◆ Task instructions:
A. Can you write out the passage of the Oceanside history text between "In the summer" and "the Mexican border.", inclusive?
B. Could you turn the paragraph of the Oceanside history text that begins "In the summer of 1913" into a short list that keeps its main facts?
C. Would you proceed with the Oceanside history text, picking up after its last sentence?

◆ Document segment:
By Kristi Hawthorne
Oceanside embarked on its next 25 years with determination and enthusiasm. Building is always a sign of progress for any town and the next two decades would not disappoint.
Will Scott opened Oceanside’s first theater, the Elysium on Second Street in 1913. His popular barbershop shared the same building. The first film to be shown was the “Battle of Gettysburg” while the Oceanside Band performed. The newspaper reported that the Elysium was “indicative of the new spirit that has taken hold here, and which is certain to lead to greater and better things in the way of material and artistic development.”
In the summer of 1913, work began on the state highway between Oceanside and Encinitas. Grading and improvements were made with sixty mules and a work crew. By December a crew of seventy-five mules and sixty-five men were at work to complete the road from Oceanside to Las Flores. Teams hauled cement, sand and crushed rock from the railroad yard in Oceanside, laying 600 feet of roadbed a day. Improvements were also made on the bridges so that road was “passable for horse travel or for automobile.” Oceanside's Hill Street became part of the 101 Highway from Oregon to the Mexican border.

◆ Given information:
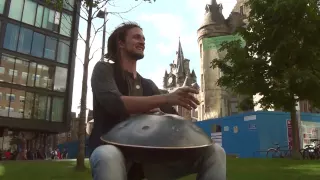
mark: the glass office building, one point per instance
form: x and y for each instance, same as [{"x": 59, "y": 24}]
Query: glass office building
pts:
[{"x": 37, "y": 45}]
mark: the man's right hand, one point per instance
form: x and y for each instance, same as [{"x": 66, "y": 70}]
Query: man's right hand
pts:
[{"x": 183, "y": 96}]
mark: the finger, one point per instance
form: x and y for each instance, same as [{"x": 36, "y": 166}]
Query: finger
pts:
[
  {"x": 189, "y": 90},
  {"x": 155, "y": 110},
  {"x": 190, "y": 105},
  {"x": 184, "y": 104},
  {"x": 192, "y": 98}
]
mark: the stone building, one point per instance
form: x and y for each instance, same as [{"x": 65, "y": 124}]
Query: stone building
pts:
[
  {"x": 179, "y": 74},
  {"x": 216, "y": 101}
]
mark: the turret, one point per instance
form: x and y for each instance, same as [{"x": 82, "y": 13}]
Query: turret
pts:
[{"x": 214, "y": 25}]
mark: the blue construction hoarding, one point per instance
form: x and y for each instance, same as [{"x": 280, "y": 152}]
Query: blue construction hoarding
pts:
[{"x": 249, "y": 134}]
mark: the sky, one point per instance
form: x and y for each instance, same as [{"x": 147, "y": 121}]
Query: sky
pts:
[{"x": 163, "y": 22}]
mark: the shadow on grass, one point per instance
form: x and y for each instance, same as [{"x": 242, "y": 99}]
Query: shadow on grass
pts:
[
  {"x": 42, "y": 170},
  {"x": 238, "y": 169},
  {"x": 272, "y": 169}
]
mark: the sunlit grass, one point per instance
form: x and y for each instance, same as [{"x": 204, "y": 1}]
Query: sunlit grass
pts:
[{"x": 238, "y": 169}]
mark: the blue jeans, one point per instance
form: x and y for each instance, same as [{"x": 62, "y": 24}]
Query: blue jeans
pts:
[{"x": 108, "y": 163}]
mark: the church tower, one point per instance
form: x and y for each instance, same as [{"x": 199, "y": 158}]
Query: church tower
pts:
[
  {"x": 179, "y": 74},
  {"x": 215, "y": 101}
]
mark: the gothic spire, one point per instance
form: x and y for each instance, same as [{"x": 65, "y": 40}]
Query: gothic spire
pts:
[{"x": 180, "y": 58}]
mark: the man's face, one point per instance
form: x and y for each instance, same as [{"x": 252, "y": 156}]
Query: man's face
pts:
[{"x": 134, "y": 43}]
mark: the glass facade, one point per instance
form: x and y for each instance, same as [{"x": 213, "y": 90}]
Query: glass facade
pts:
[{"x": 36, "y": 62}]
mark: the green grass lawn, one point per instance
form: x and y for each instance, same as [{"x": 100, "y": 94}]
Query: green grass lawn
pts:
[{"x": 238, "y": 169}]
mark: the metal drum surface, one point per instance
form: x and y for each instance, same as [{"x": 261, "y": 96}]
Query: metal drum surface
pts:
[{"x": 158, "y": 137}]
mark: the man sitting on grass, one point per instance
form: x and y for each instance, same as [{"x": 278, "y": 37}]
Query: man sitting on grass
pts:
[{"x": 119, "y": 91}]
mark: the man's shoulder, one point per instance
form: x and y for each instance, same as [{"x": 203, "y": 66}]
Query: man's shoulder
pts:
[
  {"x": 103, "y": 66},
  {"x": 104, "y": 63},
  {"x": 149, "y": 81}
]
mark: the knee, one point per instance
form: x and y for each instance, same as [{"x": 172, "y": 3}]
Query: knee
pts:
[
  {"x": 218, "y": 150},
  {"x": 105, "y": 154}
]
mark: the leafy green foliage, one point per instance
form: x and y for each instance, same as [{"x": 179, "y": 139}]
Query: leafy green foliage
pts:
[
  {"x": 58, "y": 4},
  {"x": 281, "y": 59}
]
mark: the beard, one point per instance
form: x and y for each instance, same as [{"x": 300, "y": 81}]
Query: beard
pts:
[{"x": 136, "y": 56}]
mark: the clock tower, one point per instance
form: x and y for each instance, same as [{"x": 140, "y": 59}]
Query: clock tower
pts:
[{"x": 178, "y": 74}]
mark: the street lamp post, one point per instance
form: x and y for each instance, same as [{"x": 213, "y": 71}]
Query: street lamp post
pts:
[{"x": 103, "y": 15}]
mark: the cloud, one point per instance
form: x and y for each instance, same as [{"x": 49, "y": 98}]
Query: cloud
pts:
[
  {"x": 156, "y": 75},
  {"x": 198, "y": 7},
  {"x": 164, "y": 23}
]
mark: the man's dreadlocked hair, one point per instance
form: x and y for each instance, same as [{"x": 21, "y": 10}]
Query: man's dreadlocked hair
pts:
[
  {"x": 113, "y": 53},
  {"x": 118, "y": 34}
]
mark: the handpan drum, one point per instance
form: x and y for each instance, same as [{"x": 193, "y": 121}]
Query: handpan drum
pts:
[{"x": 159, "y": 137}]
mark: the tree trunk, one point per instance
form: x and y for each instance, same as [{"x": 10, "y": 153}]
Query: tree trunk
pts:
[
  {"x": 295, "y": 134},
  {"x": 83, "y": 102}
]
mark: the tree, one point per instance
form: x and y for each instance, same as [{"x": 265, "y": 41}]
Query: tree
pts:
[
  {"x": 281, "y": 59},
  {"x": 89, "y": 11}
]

==

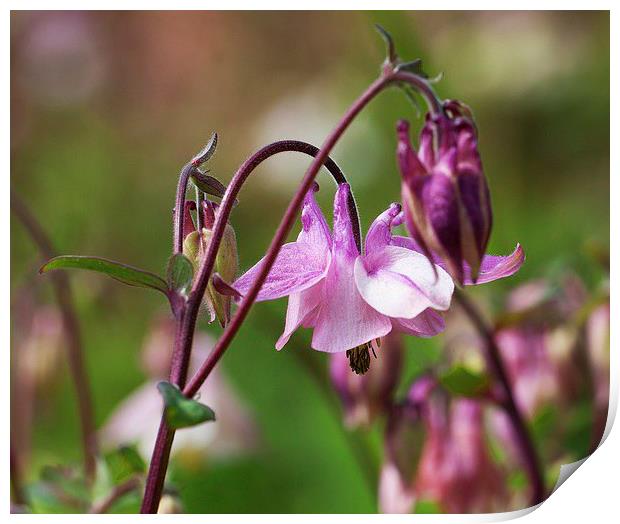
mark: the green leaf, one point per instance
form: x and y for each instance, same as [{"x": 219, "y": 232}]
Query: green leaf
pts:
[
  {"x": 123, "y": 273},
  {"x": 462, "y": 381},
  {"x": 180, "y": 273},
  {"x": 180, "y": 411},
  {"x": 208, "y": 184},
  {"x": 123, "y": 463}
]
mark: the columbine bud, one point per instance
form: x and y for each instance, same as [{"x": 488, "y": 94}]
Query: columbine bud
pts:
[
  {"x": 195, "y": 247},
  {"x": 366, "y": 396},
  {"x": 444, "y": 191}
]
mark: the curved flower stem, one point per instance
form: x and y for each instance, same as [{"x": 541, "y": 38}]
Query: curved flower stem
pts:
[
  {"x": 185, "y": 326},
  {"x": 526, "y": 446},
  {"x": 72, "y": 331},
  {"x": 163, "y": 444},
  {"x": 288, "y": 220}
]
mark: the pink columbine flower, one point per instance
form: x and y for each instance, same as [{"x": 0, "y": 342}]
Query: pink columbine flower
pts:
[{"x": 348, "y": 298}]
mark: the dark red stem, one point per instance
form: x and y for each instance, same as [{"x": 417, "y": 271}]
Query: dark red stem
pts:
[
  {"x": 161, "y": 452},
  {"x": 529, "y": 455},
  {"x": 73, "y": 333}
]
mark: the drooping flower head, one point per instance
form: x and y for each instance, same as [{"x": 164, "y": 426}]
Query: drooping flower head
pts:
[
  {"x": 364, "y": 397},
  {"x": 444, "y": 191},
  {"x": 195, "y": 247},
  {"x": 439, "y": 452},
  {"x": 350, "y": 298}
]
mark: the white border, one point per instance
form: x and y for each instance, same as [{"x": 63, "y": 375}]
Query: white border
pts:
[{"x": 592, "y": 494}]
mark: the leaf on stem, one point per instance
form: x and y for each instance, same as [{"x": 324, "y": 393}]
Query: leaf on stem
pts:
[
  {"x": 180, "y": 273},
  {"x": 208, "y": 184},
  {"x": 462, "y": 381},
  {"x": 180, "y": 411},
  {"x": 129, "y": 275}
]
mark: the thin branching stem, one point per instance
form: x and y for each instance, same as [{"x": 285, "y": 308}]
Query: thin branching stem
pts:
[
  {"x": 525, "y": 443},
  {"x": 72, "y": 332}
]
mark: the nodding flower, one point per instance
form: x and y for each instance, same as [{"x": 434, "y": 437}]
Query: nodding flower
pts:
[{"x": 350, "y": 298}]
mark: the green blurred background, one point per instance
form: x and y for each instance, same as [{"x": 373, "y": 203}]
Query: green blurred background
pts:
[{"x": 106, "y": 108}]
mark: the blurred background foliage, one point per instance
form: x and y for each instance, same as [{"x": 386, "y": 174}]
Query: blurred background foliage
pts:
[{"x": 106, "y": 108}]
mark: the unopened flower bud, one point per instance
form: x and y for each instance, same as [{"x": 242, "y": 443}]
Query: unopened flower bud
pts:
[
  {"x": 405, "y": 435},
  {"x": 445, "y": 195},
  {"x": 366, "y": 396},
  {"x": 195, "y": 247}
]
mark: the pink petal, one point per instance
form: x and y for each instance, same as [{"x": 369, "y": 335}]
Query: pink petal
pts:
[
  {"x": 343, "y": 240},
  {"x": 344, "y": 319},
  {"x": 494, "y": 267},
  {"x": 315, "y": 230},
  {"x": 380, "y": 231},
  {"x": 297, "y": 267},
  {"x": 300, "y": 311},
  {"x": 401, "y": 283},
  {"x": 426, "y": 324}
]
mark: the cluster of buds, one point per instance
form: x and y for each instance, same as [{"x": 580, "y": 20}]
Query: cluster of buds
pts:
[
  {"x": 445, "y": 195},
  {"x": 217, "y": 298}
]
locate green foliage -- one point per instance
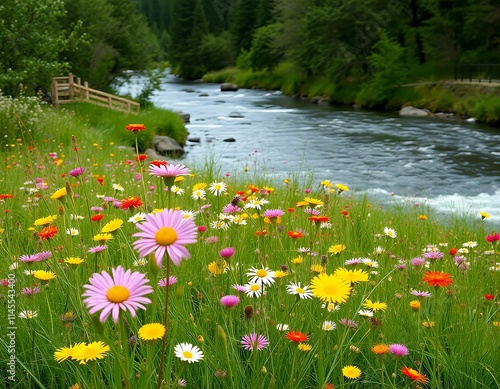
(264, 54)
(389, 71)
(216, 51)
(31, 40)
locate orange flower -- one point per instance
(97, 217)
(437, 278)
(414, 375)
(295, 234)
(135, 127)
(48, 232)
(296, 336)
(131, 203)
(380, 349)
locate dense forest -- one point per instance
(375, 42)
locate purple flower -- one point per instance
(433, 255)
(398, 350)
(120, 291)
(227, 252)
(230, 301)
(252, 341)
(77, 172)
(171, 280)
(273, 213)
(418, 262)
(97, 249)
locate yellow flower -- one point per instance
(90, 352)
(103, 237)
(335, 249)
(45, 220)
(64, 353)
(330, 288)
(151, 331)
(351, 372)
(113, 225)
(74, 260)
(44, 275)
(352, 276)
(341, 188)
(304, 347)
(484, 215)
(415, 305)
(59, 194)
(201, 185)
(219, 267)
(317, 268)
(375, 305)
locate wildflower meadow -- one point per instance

...

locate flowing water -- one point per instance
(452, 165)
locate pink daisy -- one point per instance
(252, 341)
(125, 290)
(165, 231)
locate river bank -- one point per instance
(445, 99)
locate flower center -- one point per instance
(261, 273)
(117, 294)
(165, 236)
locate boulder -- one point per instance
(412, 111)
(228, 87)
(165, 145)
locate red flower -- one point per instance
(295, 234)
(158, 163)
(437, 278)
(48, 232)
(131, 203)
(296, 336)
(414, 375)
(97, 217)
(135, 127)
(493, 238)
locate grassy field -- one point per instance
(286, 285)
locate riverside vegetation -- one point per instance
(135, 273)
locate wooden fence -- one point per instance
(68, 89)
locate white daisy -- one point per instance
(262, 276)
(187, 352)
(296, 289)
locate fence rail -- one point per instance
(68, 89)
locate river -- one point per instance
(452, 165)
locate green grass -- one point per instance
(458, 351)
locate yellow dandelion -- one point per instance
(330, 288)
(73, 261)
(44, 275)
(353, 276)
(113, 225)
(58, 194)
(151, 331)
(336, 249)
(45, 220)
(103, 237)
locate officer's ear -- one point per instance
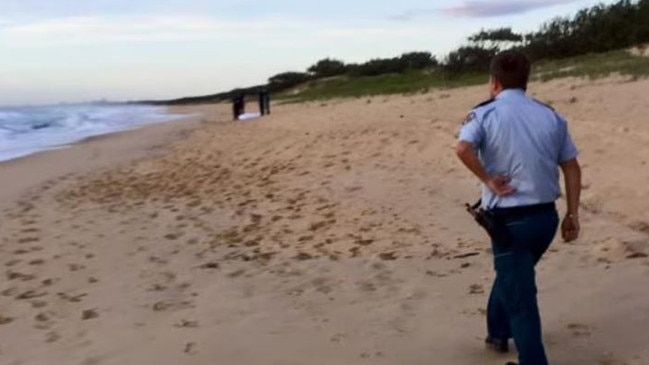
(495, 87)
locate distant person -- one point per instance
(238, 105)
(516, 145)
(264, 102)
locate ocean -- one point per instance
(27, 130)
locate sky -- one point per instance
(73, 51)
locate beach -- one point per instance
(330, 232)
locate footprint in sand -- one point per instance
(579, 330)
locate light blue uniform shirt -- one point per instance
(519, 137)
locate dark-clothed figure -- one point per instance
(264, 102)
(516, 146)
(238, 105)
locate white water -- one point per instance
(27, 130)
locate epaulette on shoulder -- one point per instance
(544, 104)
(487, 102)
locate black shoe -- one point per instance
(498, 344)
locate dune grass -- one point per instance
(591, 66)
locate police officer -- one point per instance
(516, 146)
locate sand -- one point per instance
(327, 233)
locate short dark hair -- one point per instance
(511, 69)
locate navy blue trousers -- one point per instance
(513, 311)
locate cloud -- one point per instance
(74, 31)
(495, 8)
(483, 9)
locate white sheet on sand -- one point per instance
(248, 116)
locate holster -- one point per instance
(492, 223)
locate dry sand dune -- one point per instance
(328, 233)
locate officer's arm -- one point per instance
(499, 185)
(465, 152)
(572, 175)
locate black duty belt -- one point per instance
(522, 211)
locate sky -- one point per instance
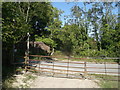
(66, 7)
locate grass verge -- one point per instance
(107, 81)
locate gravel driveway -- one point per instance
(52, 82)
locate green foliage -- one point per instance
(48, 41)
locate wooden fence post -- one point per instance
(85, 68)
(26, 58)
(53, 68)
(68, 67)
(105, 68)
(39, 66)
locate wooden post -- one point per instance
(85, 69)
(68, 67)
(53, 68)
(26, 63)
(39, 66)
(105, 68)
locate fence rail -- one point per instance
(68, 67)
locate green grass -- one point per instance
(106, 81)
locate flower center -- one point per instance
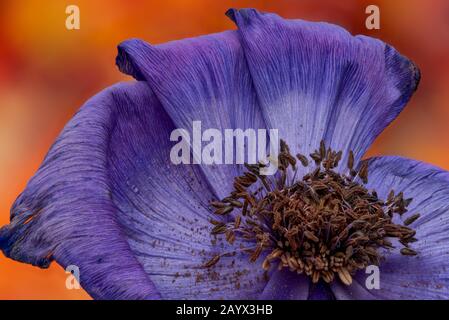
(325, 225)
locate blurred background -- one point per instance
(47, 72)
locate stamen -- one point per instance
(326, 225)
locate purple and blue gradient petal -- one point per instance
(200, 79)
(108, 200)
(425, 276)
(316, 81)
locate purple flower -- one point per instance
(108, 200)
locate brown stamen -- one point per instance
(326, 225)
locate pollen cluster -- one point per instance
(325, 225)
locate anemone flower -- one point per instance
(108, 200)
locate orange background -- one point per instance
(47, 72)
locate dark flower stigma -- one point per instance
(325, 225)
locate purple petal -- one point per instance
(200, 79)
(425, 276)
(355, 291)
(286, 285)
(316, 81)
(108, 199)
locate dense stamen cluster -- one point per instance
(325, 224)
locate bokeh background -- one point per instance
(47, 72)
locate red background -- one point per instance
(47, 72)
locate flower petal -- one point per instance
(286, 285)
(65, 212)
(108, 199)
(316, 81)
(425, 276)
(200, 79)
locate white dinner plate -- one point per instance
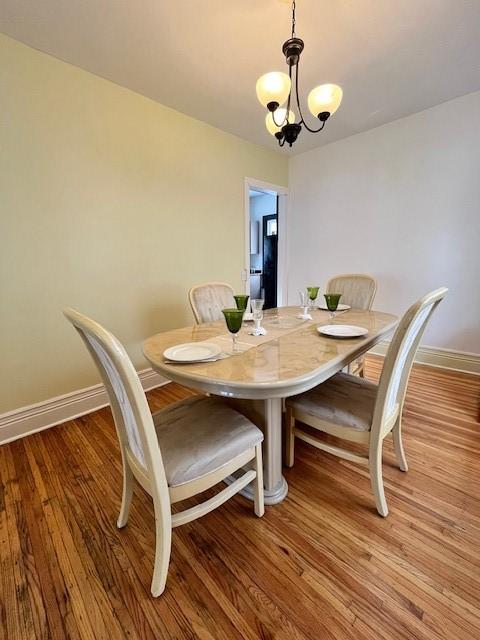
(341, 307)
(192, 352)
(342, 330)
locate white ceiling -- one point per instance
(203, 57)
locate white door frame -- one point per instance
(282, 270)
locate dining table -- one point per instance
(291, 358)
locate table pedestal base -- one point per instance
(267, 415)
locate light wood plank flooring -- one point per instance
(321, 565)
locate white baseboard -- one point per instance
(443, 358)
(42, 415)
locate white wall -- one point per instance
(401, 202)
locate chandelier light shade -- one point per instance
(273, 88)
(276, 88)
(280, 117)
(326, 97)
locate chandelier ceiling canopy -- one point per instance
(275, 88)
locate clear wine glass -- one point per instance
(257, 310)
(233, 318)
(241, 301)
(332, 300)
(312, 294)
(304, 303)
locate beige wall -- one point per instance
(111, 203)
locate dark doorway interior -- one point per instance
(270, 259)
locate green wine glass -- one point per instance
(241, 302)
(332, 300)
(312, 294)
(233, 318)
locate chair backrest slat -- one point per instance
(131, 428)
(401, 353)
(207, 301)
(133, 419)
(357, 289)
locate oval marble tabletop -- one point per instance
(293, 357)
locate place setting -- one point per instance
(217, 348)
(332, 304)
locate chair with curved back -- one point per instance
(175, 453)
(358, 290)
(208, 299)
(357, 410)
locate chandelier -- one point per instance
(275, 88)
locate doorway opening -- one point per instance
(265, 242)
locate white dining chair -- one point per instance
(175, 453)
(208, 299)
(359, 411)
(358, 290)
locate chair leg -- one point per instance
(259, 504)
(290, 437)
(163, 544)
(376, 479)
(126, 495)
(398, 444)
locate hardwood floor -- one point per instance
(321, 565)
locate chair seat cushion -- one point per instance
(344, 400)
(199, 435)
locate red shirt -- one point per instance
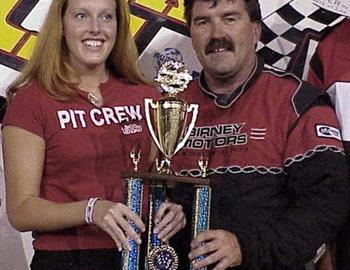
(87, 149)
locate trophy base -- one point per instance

◆ Task answers:
A.
In the summer of 1913, work began on the state highway between Oceanside and Encinitas. Grading and improvements were made with sixty mules and a work crew. By December a crew of seventy-five mules and sixty-five men were at work to complete the road from Oceanside to Las Flores. Teams hauled cement, sand and crushed rock from the railroad yard in Oceanside, laying 600 feet of roadbed a day. Improvements were also made on the bridges so that road was “passable for horse travel or for automobile.” Oceanside's Hill Street became part of the 101 Highway from Oregon to the Mexican border.

B.
- Summer 1913: Work began on the state highway between Oceanside and Encinitas. Sixty mules and a work crew did the grading and improvements.
- By December: Seventy-five mules and sixty-five men were working to complete the road from Oceanside to Las Flores.
- Teams hauled cement, sand and crushed rock from the Oceanside railroad yard and laid 600 feet of roadbed a day.
- The bridges were improved so the road could be used by horses or automobiles.
- Oceanside's Hill Street became part of the 101 Highway, which ran from Oregon to the Mexican border.

C.
A bond issue was passed in 1913 and provided funds to build a separate high school building. The cornerstone was laid on May 3, 1913 and the building was completed by September. Fifty-five students and a staff of four began the school year in the new high school which contained four classrooms, a study hall and office. In 1920 a science building was added to the campus at a cost of $17,500.
In 1914 the Laskey Feature Film Company stopped in town with film director Cecil B. De Mille. De Mille, a registered guest at the Oceanside Beach Hotel, was here to film David Belasco's drama, "The Rose of the Rancho" featuring scenes from Pala, Oceanside and Mexico. It would be one of the first of many movies to be filmed in Oceanside and the San Luis Rey Valley. Locals played extras and Oceanside beaches and hotels were used as a getaway for movie stars.
While camping on the beach was a popular pastime since Oceanside was established, in 1914 Tent City was organized by a group of businessmen. Beach goers and visitors could rent tents which were 12x16 with 6 foot walls, laid with wooden floors. The tents could accommodate two to six persons and were equipped with couches, stoves, chairs, cutlery and cooking utensils. Advertisements for Tent City were sent throughout the southland to cities such as Riverside, San Bernardino, Redlands, Elsinore, Santa Ana. Each year Tent City grew in popularity and accommodations increased.
The Automobile Club of Southern California announced in October of 1915 that “motorists may look forward to a completely paved road between Los Angeles and San Diego by the middle or latter part of November.” That same year Merrill Brothers opened an auto garage and became one of the first car “dealerships” in the city, selling Fords.
In 1916 a devastating storm flooded San Diego County. Over 10 inches of rain fell during the month of January, and the relentless deluge overflowed a swollen San Luis Rey river, filled with debris and wiped out bridges. Pine trees from as far as Palomar Mountain were brought down in the raging flood waters and deposited on the beach. Railroad tracks were displaced and roads were destroyed.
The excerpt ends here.